→ **PROBLEM**:
Print all of the data exactly, but drop the pictures.

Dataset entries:
---------------

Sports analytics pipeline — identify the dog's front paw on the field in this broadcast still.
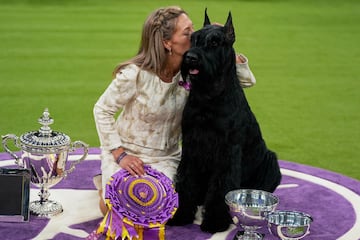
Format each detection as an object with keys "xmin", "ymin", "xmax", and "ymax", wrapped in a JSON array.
[{"xmin": 200, "ymin": 218, "xmax": 231, "ymax": 233}]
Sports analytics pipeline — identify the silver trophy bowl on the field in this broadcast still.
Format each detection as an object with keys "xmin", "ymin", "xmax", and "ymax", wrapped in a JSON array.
[
  {"xmin": 266, "ymin": 210, "xmax": 313, "ymax": 240},
  {"xmin": 225, "ymin": 189, "xmax": 279, "ymax": 240},
  {"xmin": 2, "ymin": 108, "xmax": 88, "ymax": 217}
]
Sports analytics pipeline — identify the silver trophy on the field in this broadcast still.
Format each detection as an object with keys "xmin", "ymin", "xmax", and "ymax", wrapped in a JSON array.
[
  {"xmin": 2, "ymin": 108, "xmax": 88, "ymax": 217},
  {"xmin": 225, "ymin": 189, "xmax": 279, "ymax": 240},
  {"xmin": 266, "ymin": 210, "xmax": 313, "ymax": 240}
]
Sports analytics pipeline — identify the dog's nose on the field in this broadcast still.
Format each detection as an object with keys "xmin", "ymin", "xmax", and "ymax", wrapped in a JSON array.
[{"xmin": 185, "ymin": 52, "xmax": 198, "ymax": 64}]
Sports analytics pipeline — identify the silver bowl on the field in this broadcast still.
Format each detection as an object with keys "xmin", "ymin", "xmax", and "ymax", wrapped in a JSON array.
[
  {"xmin": 266, "ymin": 210, "xmax": 313, "ymax": 240},
  {"xmin": 225, "ymin": 189, "xmax": 279, "ymax": 240}
]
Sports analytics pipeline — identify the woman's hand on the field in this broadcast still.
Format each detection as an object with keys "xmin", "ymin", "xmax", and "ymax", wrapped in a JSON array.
[
  {"xmin": 236, "ymin": 54, "xmax": 246, "ymax": 64},
  {"xmin": 119, "ymin": 154, "xmax": 145, "ymax": 176},
  {"xmin": 112, "ymin": 148, "xmax": 145, "ymax": 176}
]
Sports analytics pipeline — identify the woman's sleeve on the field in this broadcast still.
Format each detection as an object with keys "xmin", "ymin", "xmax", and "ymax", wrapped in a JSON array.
[
  {"xmin": 236, "ymin": 54, "xmax": 256, "ymax": 88},
  {"xmin": 93, "ymin": 65, "xmax": 138, "ymax": 151}
]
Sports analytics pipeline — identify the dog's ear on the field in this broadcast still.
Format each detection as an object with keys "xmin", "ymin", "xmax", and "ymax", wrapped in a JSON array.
[
  {"xmin": 224, "ymin": 11, "xmax": 235, "ymax": 44},
  {"xmin": 204, "ymin": 8, "xmax": 211, "ymax": 26}
]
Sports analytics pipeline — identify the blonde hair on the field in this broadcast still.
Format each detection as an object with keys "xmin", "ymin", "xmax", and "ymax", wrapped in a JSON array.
[{"xmin": 113, "ymin": 6, "xmax": 187, "ymax": 77}]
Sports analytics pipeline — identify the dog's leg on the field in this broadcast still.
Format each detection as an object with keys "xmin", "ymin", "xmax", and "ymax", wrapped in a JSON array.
[
  {"xmin": 167, "ymin": 164, "xmax": 202, "ymax": 226},
  {"xmin": 167, "ymin": 182, "xmax": 200, "ymax": 226},
  {"xmin": 200, "ymin": 174, "xmax": 233, "ymax": 233}
]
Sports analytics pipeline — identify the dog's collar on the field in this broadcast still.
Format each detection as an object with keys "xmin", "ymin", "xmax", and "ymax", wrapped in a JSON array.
[{"xmin": 178, "ymin": 80, "xmax": 191, "ymax": 91}]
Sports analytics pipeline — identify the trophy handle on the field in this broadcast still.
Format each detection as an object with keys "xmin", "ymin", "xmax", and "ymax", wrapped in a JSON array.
[
  {"xmin": 1, "ymin": 134, "xmax": 22, "ymax": 166},
  {"xmin": 64, "ymin": 140, "xmax": 89, "ymax": 176}
]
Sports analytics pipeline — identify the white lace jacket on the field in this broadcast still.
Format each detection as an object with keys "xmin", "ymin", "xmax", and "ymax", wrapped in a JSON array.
[{"xmin": 93, "ymin": 55, "xmax": 256, "ymax": 158}]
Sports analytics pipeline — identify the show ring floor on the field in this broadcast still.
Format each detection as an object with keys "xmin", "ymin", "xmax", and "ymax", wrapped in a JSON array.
[{"xmin": 0, "ymin": 148, "xmax": 359, "ymax": 240}]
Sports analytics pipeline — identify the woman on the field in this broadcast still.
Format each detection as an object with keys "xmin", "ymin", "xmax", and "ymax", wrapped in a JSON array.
[{"xmin": 93, "ymin": 6, "xmax": 256, "ymax": 214}]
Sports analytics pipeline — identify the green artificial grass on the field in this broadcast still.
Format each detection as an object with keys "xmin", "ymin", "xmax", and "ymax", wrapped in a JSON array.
[{"xmin": 0, "ymin": 0, "xmax": 359, "ymax": 180}]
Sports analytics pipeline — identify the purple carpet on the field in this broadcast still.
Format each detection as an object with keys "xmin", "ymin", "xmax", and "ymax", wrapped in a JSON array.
[{"xmin": 0, "ymin": 148, "xmax": 359, "ymax": 240}]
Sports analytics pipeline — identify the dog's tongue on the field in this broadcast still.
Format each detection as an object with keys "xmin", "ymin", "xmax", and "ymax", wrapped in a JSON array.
[{"xmin": 189, "ymin": 69, "xmax": 199, "ymax": 75}]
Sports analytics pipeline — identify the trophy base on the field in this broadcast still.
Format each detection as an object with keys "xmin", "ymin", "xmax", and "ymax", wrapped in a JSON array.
[
  {"xmin": 234, "ymin": 230, "xmax": 264, "ymax": 240},
  {"xmin": 29, "ymin": 200, "xmax": 63, "ymax": 217}
]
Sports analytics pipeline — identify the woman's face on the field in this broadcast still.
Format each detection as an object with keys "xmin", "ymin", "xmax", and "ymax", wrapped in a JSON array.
[{"xmin": 168, "ymin": 13, "xmax": 194, "ymax": 57}]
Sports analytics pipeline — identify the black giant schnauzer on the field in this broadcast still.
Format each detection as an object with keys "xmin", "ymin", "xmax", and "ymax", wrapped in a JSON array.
[{"xmin": 168, "ymin": 10, "xmax": 282, "ymax": 233}]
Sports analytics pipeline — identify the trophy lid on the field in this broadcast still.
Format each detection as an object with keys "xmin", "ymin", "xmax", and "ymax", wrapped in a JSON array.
[{"xmin": 19, "ymin": 108, "xmax": 71, "ymax": 154}]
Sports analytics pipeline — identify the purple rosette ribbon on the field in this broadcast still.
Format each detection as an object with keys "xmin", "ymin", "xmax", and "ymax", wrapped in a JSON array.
[{"xmin": 96, "ymin": 165, "xmax": 178, "ymax": 240}]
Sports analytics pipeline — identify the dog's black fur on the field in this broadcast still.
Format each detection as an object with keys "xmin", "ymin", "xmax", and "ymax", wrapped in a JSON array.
[{"xmin": 168, "ymin": 10, "xmax": 282, "ymax": 233}]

---------------

→ **ANSWER BOX**:
Sports analytics pipeline — identify the dog's front paw on the field in this broadcast still.
Format each detection as an object with keys "xmin", "ymin", "xmax", and "ymax", wrapped in a JSON array.
[{"xmin": 200, "ymin": 218, "xmax": 231, "ymax": 233}]
Sports analytics pipeline — identify the silver trophy bowl on the field in this broadcast still.
Format each detection as an object with keys "xmin", "ymin", "xmax", and "ymax", wrapped in a JSON array.
[
  {"xmin": 266, "ymin": 210, "xmax": 313, "ymax": 240},
  {"xmin": 225, "ymin": 189, "xmax": 279, "ymax": 240},
  {"xmin": 2, "ymin": 108, "xmax": 88, "ymax": 217}
]
Sports analytics pipeline — identify the silver trophy on the field in this broadcast still.
Format each detection as an object with keys "xmin", "ymin", "xmax", and "ymax", wrapped in a JSON array.
[
  {"xmin": 2, "ymin": 108, "xmax": 88, "ymax": 217},
  {"xmin": 225, "ymin": 189, "xmax": 279, "ymax": 240},
  {"xmin": 266, "ymin": 210, "xmax": 313, "ymax": 240}
]
Sports analytics pipeline — identify the dog's nose on the field in this broadcast still.
Format each detection as an object with keys "xmin", "ymin", "xmax", and "ymax", wrapped in a JSON array.
[{"xmin": 185, "ymin": 52, "xmax": 198, "ymax": 64}]
Sports analytics pipeline — identify the silver bowl on the field in this broadcast still.
Format each detection as an object with keys "xmin", "ymin", "xmax", and "ymax", wrapped in a JSON array.
[
  {"xmin": 266, "ymin": 210, "xmax": 313, "ymax": 240},
  {"xmin": 225, "ymin": 189, "xmax": 279, "ymax": 240}
]
Sports analytics pipeline — identify the woman's hand on the field in this broadcast still.
Format each detection as an object with keys "xmin", "ymin", "xmax", and "ymax", wrapped in a JSON array.
[
  {"xmin": 236, "ymin": 54, "xmax": 246, "ymax": 64},
  {"xmin": 119, "ymin": 154, "xmax": 145, "ymax": 176},
  {"xmin": 112, "ymin": 148, "xmax": 145, "ymax": 176}
]
Sports analytics pipeline — identify the woman's sleeve on the field in this broadcast still.
Format each detection as an object with keys "xmin", "ymin", "xmax", and "ymax", wrapped in a JSON array.
[
  {"xmin": 236, "ymin": 54, "xmax": 256, "ymax": 88},
  {"xmin": 93, "ymin": 65, "xmax": 138, "ymax": 151}
]
Sports analytics pipeline — identify the dog's ear on the field in this broadcast still.
Format each detection as an object with keys "xmin", "ymin", "xmax", and "ymax", wrapped in a JSON array.
[
  {"xmin": 224, "ymin": 11, "xmax": 235, "ymax": 44},
  {"xmin": 204, "ymin": 8, "xmax": 211, "ymax": 26}
]
Sports analytics pipeline — identify the blonde hair on the field in this broadcast still.
Format each detection as an object with keys "xmin", "ymin", "xmax", and "ymax", wrapped in a JSON array.
[{"xmin": 113, "ymin": 6, "xmax": 187, "ymax": 77}]
Sports analytics pipeline — identify the dog's leg on the field in this broadcast still.
Format each detection as an object with keys "xmin", "ymin", "xmax", and "ymax", wrapped in a JSON array.
[
  {"xmin": 167, "ymin": 164, "xmax": 202, "ymax": 226},
  {"xmin": 167, "ymin": 182, "xmax": 200, "ymax": 226},
  {"xmin": 200, "ymin": 174, "xmax": 233, "ymax": 233}
]
Sports analytics pipeline — identify the dog's collar on the field in this broadcast still.
Format each detection as an object with keys "xmin", "ymin", "xmax", and "ymax", wrapped in a JSON array.
[{"xmin": 178, "ymin": 80, "xmax": 191, "ymax": 91}]
Sports analytics pipeline — identify the trophy handle on the field in this broadcast still.
Format each detection as an object with keys "xmin", "ymin", "xmax", and "ymax", wrapped in a JSON array.
[
  {"xmin": 1, "ymin": 134, "xmax": 22, "ymax": 166},
  {"xmin": 64, "ymin": 140, "xmax": 89, "ymax": 176}
]
Sports analytics pipeline — identify the white lace jacket on the field in this broadcast still.
Format each detection as an object with keys "xmin", "ymin", "xmax", and "ymax", wrapped in a JSON array.
[{"xmin": 93, "ymin": 55, "xmax": 256, "ymax": 158}]
Sports analytics pipeline — identify the show ring floor on the field in this broadcast still.
Format each detection as an object with keys "xmin", "ymin", "xmax", and "ymax", wrapped in a JSON array.
[{"xmin": 0, "ymin": 148, "xmax": 359, "ymax": 240}]
Sports analytics pipeline — identify the woman on the field in this broadcast still.
Format each detection as an object with keys "xmin", "ymin", "xmax", and "ymax", wrapped in a JSON array.
[{"xmin": 93, "ymin": 6, "xmax": 256, "ymax": 214}]
Sports analytics pipeline — identify the green artificial grass on the field in this broadcast still.
Format each detection as an object with keys "xmin", "ymin", "xmax", and "ymax", wrapped in a JSON array.
[{"xmin": 0, "ymin": 0, "xmax": 359, "ymax": 180}]
Sports analytics pipeline — identify the purple carpet on the field in this broadcast still.
Format each detection as an object with keys "xmin", "ymin", "xmax", and "ymax", wrapped in a JSON array.
[{"xmin": 0, "ymin": 148, "xmax": 359, "ymax": 240}]
Sports analytics pipeline — identify the dog's tongue on the field in this broadcast still.
Format each detection as an object with keys "xmin", "ymin", "xmax", and "ymax", wrapped in a JSON array.
[{"xmin": 189, "ymin": 69, "xmax": 199, "ymax": 75}]
Sports analytics pipeline — identify the trophy base on the field in this broadcast still.
Format each detection as an object with keys "xmin", "ymin", "xmax", and "ymax", wrapped in a JSON array.
[
  {"xmin": 234, "ymin": 230, "xmax": 264, "ymax": 240},
  {"xmin": 29, "ymin": 200, "xmax": 63, "ymax": 217}
]
Sports analytics pipeline — identify the woman's face on the field in this broadcast still.
Format each detection as an object with keys "xmin", "ymin", "xmax", and "ymax", wrapped in a JSON array.
[{"xmin": 168, "ymin": 13, "xmax": 194, "ymax": 57}]
Sports analytics pipeline — identify the black giant schnauzer on the field in this broadcast still.
Format each detection as an object with keys "xmin", "ymin", "xmax", and "ymax", wrapped in a JSON array.
[{"xmin": 168, "ymin": 10, "xmax": 282, "ymax": 233}]
Sports analytics pipeline — identify the trophy lid on the field in this broadcast still.
Format each detection as an object with keys "xmin", "ymin", "xmax", and "ymax", wrapped in a JSON array.
[{"xmin": 19, "ymin": 108, "xmax": 71, "ymax": 154}]
Sports analytics pipeline — identify the purple rosette ribbon on the field in this broadcast still.
Format each detection as an object with keys "xmin", "ymin", "xmax", and "ymax", wrapped in a JSON array.
[{"xmin": 96, "ymin": 165, "xmax": 178, "ymax": 240}]
Sports analytics pipeline — identify the dog's black fur on the field in this broadcast still.
Format each detection as an object with keys "xmin", "ymin", "xmax", and "ymax", wrapped in a JSON array.
[{"xmin": 168, "ymin": 10, "xmax": 282, "ymax": 233}]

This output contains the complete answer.